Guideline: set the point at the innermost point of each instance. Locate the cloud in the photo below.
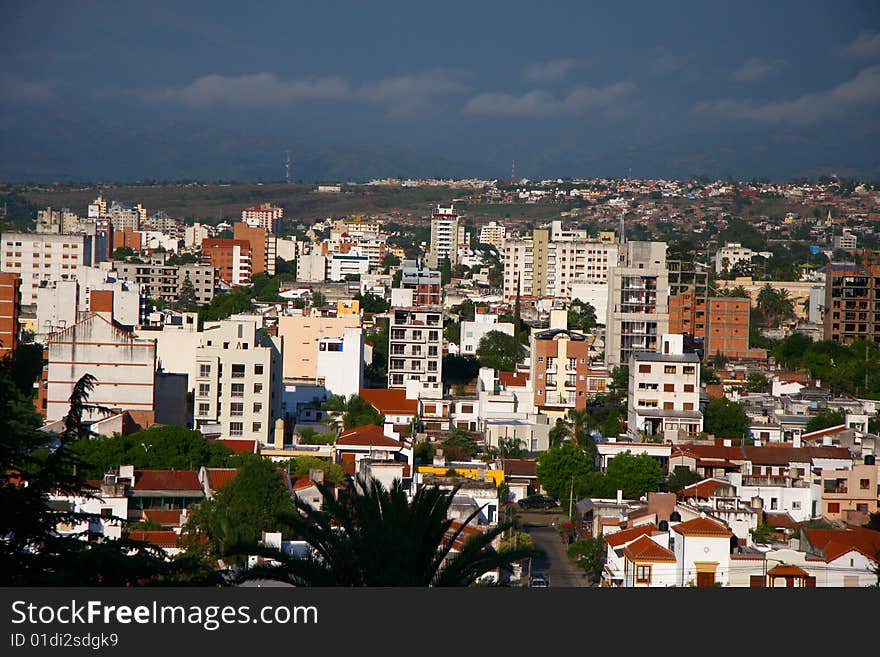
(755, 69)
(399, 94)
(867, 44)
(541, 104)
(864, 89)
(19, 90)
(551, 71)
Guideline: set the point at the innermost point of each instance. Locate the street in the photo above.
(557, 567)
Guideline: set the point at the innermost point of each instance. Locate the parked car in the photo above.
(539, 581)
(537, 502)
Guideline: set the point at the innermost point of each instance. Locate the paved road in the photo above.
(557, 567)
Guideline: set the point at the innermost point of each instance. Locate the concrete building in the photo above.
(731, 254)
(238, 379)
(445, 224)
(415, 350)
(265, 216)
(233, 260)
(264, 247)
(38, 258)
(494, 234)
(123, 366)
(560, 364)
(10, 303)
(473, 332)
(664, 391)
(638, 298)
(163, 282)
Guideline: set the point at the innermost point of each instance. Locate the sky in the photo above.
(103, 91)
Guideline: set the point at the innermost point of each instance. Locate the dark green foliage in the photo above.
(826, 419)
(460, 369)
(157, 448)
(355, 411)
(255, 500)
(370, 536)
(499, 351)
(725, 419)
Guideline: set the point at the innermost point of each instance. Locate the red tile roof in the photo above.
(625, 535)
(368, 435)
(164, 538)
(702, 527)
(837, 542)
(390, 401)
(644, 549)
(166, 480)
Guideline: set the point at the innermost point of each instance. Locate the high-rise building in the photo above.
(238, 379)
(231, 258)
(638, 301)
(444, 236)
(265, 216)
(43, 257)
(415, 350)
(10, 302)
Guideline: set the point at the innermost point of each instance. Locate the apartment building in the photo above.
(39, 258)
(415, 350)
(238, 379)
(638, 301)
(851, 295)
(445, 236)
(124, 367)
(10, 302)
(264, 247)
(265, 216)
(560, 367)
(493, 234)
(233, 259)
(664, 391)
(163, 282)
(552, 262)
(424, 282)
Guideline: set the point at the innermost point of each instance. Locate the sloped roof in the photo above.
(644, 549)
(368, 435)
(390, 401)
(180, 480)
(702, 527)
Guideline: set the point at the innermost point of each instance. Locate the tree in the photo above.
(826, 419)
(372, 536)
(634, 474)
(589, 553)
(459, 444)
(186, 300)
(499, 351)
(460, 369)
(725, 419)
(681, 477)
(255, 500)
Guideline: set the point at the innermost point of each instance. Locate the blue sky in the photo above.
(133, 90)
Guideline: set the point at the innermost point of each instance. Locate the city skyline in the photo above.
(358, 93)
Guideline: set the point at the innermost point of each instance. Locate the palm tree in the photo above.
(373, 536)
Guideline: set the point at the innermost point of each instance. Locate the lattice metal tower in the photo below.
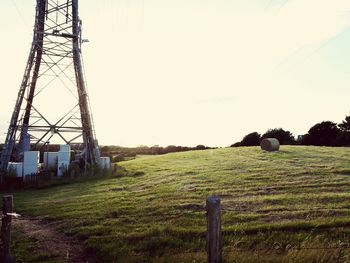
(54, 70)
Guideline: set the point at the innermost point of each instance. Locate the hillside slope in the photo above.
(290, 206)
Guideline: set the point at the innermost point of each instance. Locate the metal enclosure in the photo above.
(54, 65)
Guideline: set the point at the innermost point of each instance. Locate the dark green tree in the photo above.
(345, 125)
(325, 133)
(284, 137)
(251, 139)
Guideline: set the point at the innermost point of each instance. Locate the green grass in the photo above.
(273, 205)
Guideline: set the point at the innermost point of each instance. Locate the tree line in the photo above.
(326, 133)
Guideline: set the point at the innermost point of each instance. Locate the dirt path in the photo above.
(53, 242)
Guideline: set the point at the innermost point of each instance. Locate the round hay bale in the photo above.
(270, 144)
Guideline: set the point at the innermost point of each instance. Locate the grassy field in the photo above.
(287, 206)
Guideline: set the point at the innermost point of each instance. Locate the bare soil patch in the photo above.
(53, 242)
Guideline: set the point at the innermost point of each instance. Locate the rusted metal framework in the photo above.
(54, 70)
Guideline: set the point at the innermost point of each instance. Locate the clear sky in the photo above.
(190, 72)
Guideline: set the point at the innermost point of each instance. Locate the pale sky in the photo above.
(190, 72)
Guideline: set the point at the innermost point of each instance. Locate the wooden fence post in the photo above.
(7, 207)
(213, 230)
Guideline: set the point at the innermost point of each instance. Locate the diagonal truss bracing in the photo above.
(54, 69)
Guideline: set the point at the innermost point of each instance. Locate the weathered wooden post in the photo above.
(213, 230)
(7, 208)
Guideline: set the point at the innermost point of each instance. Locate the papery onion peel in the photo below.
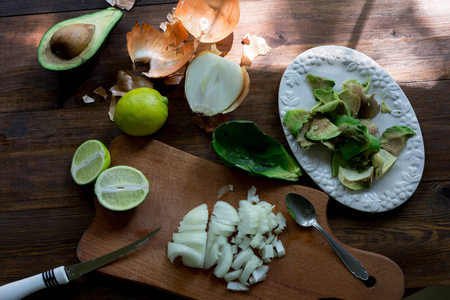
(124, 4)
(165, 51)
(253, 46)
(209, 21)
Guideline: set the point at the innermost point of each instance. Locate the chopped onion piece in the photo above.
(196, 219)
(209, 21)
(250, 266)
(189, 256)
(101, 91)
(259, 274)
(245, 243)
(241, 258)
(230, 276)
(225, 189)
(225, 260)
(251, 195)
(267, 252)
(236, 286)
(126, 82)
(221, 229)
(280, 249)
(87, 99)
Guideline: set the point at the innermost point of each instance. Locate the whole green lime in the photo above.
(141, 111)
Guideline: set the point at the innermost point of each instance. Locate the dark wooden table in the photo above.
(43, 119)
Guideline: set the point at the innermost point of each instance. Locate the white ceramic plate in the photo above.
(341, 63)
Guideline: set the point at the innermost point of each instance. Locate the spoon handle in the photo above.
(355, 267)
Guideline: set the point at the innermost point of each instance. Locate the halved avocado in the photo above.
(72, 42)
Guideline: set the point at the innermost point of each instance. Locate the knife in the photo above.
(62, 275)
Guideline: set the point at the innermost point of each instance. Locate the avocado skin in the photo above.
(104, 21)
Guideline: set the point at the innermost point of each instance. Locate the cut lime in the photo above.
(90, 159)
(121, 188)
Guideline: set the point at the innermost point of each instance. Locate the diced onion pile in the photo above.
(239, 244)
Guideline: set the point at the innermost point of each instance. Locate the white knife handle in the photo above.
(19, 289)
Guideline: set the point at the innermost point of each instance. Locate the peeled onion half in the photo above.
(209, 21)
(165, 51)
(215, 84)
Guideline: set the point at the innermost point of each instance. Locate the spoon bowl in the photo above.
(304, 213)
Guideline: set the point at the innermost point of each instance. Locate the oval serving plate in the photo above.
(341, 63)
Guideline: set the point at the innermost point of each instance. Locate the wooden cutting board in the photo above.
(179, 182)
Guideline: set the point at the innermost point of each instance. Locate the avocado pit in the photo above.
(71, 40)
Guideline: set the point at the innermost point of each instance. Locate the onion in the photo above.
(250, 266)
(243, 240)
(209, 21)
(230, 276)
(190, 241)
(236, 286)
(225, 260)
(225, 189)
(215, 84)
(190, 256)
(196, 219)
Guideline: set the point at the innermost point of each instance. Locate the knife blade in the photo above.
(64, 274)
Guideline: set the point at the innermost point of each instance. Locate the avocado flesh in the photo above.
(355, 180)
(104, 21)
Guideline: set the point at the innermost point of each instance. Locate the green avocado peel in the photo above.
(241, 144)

What is expected ->
Return the lines from the line containing "peel in the photo above." through the end of the lines, including both, reproduced without any change.

Complete response ->
Guideline: set the point at the innermost point of each instance. Locate the green avocado peel in the photo above.
(241, 144)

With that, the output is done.